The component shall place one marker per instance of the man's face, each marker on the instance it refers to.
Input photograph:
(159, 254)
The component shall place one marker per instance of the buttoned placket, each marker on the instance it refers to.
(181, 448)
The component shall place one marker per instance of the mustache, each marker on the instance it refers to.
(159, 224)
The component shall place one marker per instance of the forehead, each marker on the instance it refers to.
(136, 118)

--

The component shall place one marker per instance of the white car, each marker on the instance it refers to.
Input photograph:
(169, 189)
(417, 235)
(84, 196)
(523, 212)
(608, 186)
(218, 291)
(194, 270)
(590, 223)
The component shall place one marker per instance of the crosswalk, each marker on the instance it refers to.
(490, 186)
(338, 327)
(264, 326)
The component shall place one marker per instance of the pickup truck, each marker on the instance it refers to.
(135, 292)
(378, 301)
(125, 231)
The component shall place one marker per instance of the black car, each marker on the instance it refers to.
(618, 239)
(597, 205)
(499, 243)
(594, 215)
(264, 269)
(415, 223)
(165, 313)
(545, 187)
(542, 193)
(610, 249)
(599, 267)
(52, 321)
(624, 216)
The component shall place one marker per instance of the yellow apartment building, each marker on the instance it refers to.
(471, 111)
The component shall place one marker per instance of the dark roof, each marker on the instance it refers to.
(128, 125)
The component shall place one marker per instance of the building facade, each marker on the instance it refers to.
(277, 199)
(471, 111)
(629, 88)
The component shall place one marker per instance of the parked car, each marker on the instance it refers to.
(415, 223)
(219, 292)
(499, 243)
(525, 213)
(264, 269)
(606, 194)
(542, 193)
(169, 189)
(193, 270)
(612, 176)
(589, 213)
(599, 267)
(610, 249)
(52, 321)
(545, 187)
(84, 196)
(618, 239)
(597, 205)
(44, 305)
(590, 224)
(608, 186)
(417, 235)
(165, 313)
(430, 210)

...

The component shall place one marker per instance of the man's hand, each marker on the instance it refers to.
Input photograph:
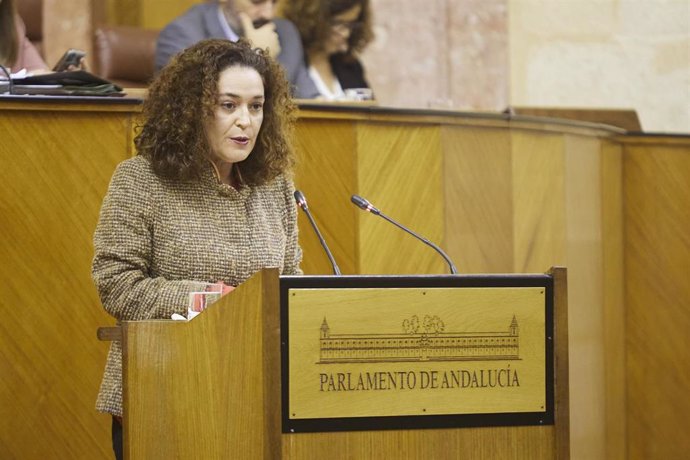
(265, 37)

Set task -
Copy out each line of the data above that contains the word "building".

Solution for this exercise -
The component shall place one marker per instance of the yellow apartment building, each marker on the instance it refers to.
The component shall place one marker per instance of the building facade, each marker on the instance it refers to.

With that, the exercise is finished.